The request
Answer these questions using the credit risk grading report below:
(a) What can aggregating credit risk grading across borrowers, activities, and lines of business provide?
(b) In what year did Bangladesh Bank introduce the Lending Risk Analysis manual?
(c) For what loan size is the Lending Risk Analysis manual mandatory?

Source excerpt
----------

Report on  Allocating Weight to  Principle Risk Components
Subject: Finance | Topics:

Analysis of Credit Risk Grading:


Credit risk grading is an important tool for credit risk management as it helps the Banks & financial institutions to understand various dimensions of risk involved in different credit transactions. The aggregation of such grading across the borrowers, activities and the lines of business can provide better assessment of the quality of credit portfolio of a bank or a branch. The credit risk grading system is vital to take decisions both at the pre-sanction stage as well as post-sanction stage.

At the pre-sanction stage, credit grading helps the sanctioning authority to decide whether to lend or not to lend, what should be the loan price, what should be the extent of exposure, what should be the appropriate credit facility, what are the various facilities, what are the various risk mitigation tools to put a cap on the risk level.

At the post-sanction stage, the bank can decide about the depth of the review or renewal, frequency of review, periodicity of the grading, and other precautions to be taken.


The Lending Risk Analysis (LRA) manual introduced in 1993 by the Bangladesh Bank has been in practice for mandatory use by the Banks & financial institutions for loan size of BDT 1.00 crore and above. However, the LRA manual suffers from a lot of subjectivity, sometimes creating confusion to the lending Bankers in terms of selection of credit proposals on the basis of risk exposure. Meanwhile, in 2003 end Bangladesh Bank provided guidelines for credit risk management of Banks wherein it recommended, interalia, the introduction of Risk Grade Score Card for risk assessment of credit proposals.

----------

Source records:
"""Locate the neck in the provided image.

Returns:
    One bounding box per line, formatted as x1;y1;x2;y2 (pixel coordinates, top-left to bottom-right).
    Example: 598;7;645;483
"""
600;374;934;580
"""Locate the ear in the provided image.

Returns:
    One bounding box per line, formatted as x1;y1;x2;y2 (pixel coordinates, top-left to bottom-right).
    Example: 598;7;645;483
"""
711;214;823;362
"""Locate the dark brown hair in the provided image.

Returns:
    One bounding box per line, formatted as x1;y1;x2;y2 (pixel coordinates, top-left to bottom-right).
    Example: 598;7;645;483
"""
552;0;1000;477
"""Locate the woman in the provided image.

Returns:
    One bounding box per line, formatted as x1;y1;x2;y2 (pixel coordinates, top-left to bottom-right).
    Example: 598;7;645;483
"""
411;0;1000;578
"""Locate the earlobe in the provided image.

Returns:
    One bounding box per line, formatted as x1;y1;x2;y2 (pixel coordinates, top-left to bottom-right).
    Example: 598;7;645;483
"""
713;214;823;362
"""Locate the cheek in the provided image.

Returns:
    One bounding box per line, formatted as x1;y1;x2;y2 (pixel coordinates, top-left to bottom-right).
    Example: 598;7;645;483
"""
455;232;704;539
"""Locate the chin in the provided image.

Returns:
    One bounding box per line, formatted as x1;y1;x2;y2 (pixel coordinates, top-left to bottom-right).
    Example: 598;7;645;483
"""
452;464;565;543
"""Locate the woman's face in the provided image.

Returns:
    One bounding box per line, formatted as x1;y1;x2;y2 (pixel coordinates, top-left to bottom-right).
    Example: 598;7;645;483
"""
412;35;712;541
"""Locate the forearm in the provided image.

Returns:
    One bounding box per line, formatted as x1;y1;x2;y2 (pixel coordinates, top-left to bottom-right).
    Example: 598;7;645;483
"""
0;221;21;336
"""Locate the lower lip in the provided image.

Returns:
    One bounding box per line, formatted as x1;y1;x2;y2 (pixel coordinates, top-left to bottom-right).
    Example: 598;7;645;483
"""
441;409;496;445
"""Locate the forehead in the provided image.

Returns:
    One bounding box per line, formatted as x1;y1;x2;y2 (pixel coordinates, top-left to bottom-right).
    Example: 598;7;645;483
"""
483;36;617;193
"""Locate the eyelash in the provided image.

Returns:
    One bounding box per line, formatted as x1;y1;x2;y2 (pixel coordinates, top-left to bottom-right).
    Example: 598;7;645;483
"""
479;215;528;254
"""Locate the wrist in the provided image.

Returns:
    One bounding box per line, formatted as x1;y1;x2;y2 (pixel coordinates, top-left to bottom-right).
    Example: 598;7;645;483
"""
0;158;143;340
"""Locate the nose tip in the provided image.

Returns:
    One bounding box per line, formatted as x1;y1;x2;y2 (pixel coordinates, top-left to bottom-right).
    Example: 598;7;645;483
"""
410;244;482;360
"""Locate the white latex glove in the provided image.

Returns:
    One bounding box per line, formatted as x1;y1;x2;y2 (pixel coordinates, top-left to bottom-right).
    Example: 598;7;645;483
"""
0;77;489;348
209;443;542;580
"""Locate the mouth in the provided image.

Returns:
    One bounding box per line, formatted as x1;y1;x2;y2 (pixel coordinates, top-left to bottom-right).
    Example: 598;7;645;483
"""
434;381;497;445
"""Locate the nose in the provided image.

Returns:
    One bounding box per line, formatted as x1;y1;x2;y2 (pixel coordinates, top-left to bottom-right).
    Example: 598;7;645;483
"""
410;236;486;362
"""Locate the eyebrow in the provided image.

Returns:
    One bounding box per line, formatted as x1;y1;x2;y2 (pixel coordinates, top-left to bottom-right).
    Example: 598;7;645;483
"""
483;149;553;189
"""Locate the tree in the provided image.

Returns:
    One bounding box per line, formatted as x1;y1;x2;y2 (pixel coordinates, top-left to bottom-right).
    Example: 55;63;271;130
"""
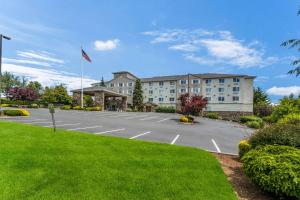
100;76;105;87
0;72;21;96
178;94;207;116
132;79;144;111
281;9;300;76
8;87;38;101
253;87;270;105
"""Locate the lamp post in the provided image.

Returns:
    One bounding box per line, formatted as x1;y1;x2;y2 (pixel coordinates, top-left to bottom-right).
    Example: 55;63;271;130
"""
0;34;11;115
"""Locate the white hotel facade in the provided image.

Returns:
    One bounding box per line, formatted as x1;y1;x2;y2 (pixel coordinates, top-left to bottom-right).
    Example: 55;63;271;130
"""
92;71;255;113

----------

Task response
(a) A better assessment of the quality of the credit portfolio of a bank or a branch.
(b) 1993.
(c) Loans of BDT 1.00 crore and above.